## EXERCISE REQUIREMENTS
Write out the listing below again, precisely as it is given.
=== MATERIAL SHOWN ===
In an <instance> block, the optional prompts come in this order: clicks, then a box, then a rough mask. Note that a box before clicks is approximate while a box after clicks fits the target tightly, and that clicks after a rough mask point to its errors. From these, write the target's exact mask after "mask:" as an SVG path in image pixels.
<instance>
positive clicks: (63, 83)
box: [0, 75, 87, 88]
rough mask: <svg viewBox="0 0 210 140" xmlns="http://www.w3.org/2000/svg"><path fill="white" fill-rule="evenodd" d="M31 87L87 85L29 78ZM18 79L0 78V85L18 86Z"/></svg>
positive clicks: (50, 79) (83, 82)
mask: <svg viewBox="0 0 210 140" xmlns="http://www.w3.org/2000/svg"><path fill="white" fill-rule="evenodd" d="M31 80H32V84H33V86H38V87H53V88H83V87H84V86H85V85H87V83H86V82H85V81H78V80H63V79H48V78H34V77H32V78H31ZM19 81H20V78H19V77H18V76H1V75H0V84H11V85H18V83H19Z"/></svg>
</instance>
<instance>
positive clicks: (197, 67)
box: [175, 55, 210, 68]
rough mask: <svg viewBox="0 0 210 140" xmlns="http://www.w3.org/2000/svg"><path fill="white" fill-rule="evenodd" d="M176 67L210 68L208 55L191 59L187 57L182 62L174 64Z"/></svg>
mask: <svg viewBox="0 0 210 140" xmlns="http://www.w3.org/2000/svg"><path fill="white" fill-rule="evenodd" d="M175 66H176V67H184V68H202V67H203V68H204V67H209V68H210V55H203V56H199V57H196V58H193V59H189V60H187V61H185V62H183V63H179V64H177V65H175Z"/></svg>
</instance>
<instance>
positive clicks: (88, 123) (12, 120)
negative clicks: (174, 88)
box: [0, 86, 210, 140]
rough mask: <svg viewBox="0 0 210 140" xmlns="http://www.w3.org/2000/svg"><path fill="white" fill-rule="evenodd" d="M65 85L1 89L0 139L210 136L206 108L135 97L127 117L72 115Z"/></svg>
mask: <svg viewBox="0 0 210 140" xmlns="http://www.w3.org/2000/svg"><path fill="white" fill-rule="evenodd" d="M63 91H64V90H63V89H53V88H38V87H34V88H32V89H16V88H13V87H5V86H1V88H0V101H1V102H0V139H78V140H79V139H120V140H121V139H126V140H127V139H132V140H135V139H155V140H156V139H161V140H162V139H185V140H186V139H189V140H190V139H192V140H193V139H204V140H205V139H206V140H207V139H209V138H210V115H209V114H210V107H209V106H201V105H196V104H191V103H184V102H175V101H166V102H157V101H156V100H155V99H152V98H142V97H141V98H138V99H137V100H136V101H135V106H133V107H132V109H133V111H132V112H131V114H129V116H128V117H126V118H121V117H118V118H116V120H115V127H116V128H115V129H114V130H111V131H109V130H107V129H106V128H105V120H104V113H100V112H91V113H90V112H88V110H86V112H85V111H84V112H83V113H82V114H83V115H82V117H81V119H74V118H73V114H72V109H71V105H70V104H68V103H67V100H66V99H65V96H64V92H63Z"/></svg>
===
## SOLUTION TO THIS EXERCISE
In an <instance> block, the optional prompts come in this order: clicks, then a box, then a rough mask. Note that a box before clicks is approximate while a box after clicks fits the target tightly, and that clicks after a rough mask point to its errors. From these, write the target's exact mask after "mask:" as an SVG path in image pixels.
<instance>
positive clicks: (63, 83)
box: [0, 75, 87, 88]
rough mask: <svg viewBox="0 0 210 140" xmlns="http://www.w3.org/2000/svg"><path fill="white" fill-rule="evenodd" d="M31 87L87 85L29 78ZM18 79L0 78V85L18 86Z"/></svg>
positive clicks: (50, 79) (83, 82)
mask: <svg viewBox="0 0 210 140" xmlns="http://www.w3.org/2000/svg"><path fill="white" fill-rule="evenodd" d="M31 80H32V84H33V86H38V87H53V88H83V87H84V86H85V85H87V83H86V82H85V81H78V80H63V79H48V78H34V77H32V78H31ZM19 81H20V78H19V77H18V76H1V75H0V84H11V85H18V83H19Z"/></svg>
</instance>
<instance>
positive clicks: (197, 67)
box: [175, 55, 210, 68]
rough mask: <svg viewBox="0 0 210 140" xmlns="http://www.w3.org/2000/svg"><path fill="white" fill-rule="evenodd" d="M176 67L210 68L208 55L191 59L187 57L182 62L174 64Z"/></svg>
mask: <svg viewBox="0 0 210 140" xmlns="http://www.w3.org/2000/svg"><path fill="white" fill-rule="evenodd" d="M175 66H176V67H184V68H202V67H203V68H204V67H209V68H210V55H203V56H199V57H196V58H193V59H189V60H187V61H185V62H183V63H179V64H177V65H175Z"/></svg>
</instance>
<instance>
positive clicks: (88, 123) (12, 120)
negative clicks: (174, 88)
box: [0, 86, 210, 140]
rough mask: <svg viewBox="0 0 210 140" xmlns="http://www.w3.org/2000/svg"><path fill="white" fill-rule="evenodd" d="M65 85L1 89L0 139L210 136L206 108L135 97L127 117L72 115Z"/></svg>
mask: <svg viewBox="0 0 210 140" xmlns="http://www.w3.org/2000/svg"><path fill="white" fill-rule="evenodd" d="M63 91H64V90H63V89H53V88H38V87H34V88H32V89H16V88H13V87H5V86H1V88H0V101H1V102H0V139H78V140H79V139H120V140H121V139H126V140H127V139H132V140H135V139H155V140H156V139H161V140H162V139H185V140H186V139H189V140H190V139H192V140H193V139H204V140H205V139H206V140H207V139H209V138H210V115H209V114H210V107H209V106H201V105H196V104H191V103H184V102H175V101H166V102H157V101H156V100H155V99H152V98H142V97H141V98H138V99H137V100H136V101H135V106H133V107H132V109H133V111H132V112H131V114H129V116H128V117H126V118H121V117H118V118H116V120H115V127H116V128H115V129H114V130H111V131H109V130H107V129H106V128H105V120H104V113H100V112H91V113H90V112H88V110H86V112H85V111H84V112H83V113H82V114H83V115H82V117H81V119H74V118H73V114H72V109H71V105H70V104H68V103H67V100H66V99H65V96H64V92H63Z"/></svg>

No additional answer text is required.